## Gestellte Aufgabe a
Sammle aus den Datensätzen unten jede Zeile, die das Wort „hand“ enthält, und gib diese Zeilen unverändert wieder.

## Vorliegender Text
Als wir in der Wired schrieben, dass Deutschlands Entscheider – vor allem die in der Politik – sich auf’s Trefflichste und Grausamste blamieren, sobald es um digitale Technologie geht, hagelte es von einigen Seiten Kritik. So schlimm sei das doch gar nicht, meinten einige. Und der seit langen Jahren nicht existente digitale Polizeifunk wurde abgetan als „es gibt größere Probleme“. Die gibt es immer, aber Polizisten könnten die Situation anders sehen.
Es scheint sogar, die Lage wird nicht besser – sondern immer dramatischer. Nehmen wir nur das demokratieferne Wurschteln von Bund und Land in Sachen Bundestrojaner. Oder die wirren Behauptungen des schleswig-holsteinischen Datenschützers Thilo Weichert.
Und nun erwischt der geballte Irrsinn Deutschland Schulen. Netzpolitik berichtet von “Gesamtvertrag zur Einräumung und Vergütung von Ansprüchen nach § 53 UrhG” der Ländern mit Verlagen. Letztere haben allen Ernstes durchgesetzt, dass ein Prozent der Schulcomputer per Trojaner nach Inhalten durchsucht werden, die möglicherweise raubkopiert wurden.
Nun stellt sich natürlich erstmal die Frage, ob dies überhaupt ein real existierendes Problem ist (von dem wir alle bisher nichts gehört haben). Möglich ist das natürlich – nur handelte es sich hier eben um Dienstverstöße der beteiligten Lehrkörper. Wenn Landesregierungen nun hingehen und eine so weitreichende Kontrolle ihres eigenen Eigentums ermöglichen, so bedeutet dies gleichzeitig: Sie halten einen substanziellen Teil ihres Schulpersonals für Rechtsbrecher. Man möge sich dies bitte zu Gemüte führen.
Genauso wie die Vorstellung, dass sich die Dienstherren eines wichtigen Teils unserer Gesellschaft nicht gegen die Kontrolle durch die private Wirtschaft stemmen – sondern sie happy-go-lucky-scheiß-was-drauf munter zulassen.
Mutmaßlich ist dem versammelten Haufen Inkompetenz nicht einmal klar, wie viele weitere Rechtsfragen sie damit aufstellen. Bei Netzpolitik können sie dies nun nachlesen.
Wieder einmal geht es um digitale Technologie, wieder einmal dilettieren Deutschlands Entscheider vor sich hin. Weshalb ich hier in der Indiskretion solche Fälle nun unter dem Schlagwort „Deutschlands Dilettanten“ einsammeln werden. Hinweise sind natürlich immer gern gesehen.

## Bereitgestellte Datensätze

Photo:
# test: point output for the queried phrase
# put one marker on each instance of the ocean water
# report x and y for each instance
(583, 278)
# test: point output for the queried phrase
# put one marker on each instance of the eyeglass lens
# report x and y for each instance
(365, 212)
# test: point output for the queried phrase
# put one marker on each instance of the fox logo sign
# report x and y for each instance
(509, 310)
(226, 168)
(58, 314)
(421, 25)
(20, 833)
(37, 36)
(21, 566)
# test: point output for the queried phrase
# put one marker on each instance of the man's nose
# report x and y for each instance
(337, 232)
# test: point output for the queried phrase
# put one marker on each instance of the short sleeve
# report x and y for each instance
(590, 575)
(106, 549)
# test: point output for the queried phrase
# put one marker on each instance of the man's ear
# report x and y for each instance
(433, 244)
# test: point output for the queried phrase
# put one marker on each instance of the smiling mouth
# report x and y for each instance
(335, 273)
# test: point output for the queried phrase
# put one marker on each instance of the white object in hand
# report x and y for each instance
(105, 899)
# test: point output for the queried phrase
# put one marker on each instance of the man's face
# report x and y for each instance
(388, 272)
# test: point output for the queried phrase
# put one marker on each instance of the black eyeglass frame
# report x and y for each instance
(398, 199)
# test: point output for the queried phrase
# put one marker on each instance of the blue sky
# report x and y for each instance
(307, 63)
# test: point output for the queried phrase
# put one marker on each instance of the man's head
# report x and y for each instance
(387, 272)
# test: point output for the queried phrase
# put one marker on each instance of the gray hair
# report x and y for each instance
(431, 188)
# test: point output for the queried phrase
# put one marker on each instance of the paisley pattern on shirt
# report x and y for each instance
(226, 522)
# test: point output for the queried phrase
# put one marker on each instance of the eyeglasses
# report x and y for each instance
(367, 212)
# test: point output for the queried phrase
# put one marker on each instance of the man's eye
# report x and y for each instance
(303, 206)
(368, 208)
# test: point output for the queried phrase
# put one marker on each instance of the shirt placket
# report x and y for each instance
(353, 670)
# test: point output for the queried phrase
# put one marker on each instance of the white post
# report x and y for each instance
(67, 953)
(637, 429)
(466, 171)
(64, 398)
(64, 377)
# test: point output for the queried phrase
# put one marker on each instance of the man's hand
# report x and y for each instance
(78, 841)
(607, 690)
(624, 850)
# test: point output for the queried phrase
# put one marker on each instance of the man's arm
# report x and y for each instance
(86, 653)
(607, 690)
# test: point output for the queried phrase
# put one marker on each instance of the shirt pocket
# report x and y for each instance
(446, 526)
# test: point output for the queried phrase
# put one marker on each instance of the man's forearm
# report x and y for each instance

## Gestellte Aufgabe b
Kopiere bitte aus dem vorliegenden Text oben die Passage von „Mutmaßlich ist dem“ bis einschließlich „immer gern gesehen.“ wortgetreu.

## Lösung der Aufgabe a
# put one marker on each instance of the white object in hand
# put one marker on each instance of the man's hand

## Lösung der Aufgabe b
Mutmaßlich ist dem versammelten Haufen Inkompetenz nicht einmal klar, wie viele weitere Rechtsfragen sie damit aufstellen. Bei Netzpolitik können sie dies nun nachlesen.
Wieder einmal geht es um digitale Technologie, wieder einmal dilettieren Deutschlands Entscheider vor sich hin. Weshalb ich hier in der Indiskretion solche Fälle nun unter dem Schlagwort „Deutschlands Dilettanten“ einsammeln werden. Hinweise sind natürlich immer gern gesehen.